MFWA to train 100 journalists to counter hate speech and polarizing narratives in Ghana

As Ghana prepares for general elections in December this year, the build-up is happening against the backdrop of divisive and polarizing political narratives that are amplified by some politically aligned media houses, erosion of professional journalistic ethics and standards, and the multiplier effects of mis/disinformation on political and social discourses on social media.  Further, the use of intemperate language and hate speech flares up ethno-tribal tensions and contributes to creating a toxic environment that weakens democratic consolidation.

Internationally, the ills within are taking a toll on the country’s reputation. In the 2023 Global Peace Index report, for instance, Ghana plummeted from its 2022 ranking as the most peaceful country in West Africa, and 40th most peaceful in the world, to 2nd in West Africa and 51st in the world respectively.

As a matter of trend, the intemperance, polarizing narratives and hate speech that are hurting the peace and cohesion of the country, will increase as the elections draw closer. However, as an important pillar in Ghana’s democracy, the media commands a lot of sway; so much so that without the media, the polarizing narratives that politicians pollute public discourses with, will have little to no impact.

→ What you will do:
1 - Write out the MFWA article from "MFWA to train" up to and including "weakens democratic consolidation.".
2 - Answer these questions from the MFWA article:
(a) How many journalists does MFWA plan to train?
(b) In what month are Ghana's general elections to be held?
(c) What was Ghana's world ranking in the 2023 Global Peace Index report?

→ Supplied material:
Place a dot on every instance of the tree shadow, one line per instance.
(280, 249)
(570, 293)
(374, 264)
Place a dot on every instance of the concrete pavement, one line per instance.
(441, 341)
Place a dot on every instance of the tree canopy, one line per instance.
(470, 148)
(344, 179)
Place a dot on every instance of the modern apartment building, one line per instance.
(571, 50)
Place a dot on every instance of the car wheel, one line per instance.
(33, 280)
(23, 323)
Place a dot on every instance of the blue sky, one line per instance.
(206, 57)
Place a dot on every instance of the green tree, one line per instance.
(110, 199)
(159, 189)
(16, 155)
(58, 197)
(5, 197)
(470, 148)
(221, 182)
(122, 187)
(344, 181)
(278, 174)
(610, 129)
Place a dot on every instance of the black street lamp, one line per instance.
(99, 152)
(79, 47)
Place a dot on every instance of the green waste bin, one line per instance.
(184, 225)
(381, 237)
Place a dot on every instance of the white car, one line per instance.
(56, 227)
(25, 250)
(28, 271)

→ Solutions to the exercise:
1 -
MFWA to train 100 journalists to counter hate speech and polarizing narratives in Ghana

As Ghana prepares for general elections in December this year, the build-up is happening against the backdrop of divisive and polarizing political narratives that are amplified by some politically aligned media houses, erosion of professional journalistic ethics and standards, and the multiplier effects of mis/disinformation on political and social discourses on social media.  Further, the use of intemperate language and hate speech flares up ethno-tribal tensions and contributes to creating a toxic environment that weakens democratic consolidation.

2 -
(a) 100
(b) December
(c) 51st